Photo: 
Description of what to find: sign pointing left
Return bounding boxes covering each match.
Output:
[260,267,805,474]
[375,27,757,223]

********************

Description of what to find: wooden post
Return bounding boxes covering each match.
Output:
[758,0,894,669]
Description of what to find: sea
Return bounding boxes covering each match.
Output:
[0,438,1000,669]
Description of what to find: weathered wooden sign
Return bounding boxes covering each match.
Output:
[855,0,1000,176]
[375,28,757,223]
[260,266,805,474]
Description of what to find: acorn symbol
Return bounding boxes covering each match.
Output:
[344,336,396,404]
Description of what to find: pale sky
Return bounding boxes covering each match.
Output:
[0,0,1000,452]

********************

#### What is asked
Could you write out the records again from the line with "Description of what to find: pale sky" to the line with "[0,0,1000,452]", both lines included, and shift every bounding box coordinate in the output up by 80?

#### Expected answer
Description of what to find: pale sky
Return bounding boxes covering each match.
Output:
[80,80,1080,532]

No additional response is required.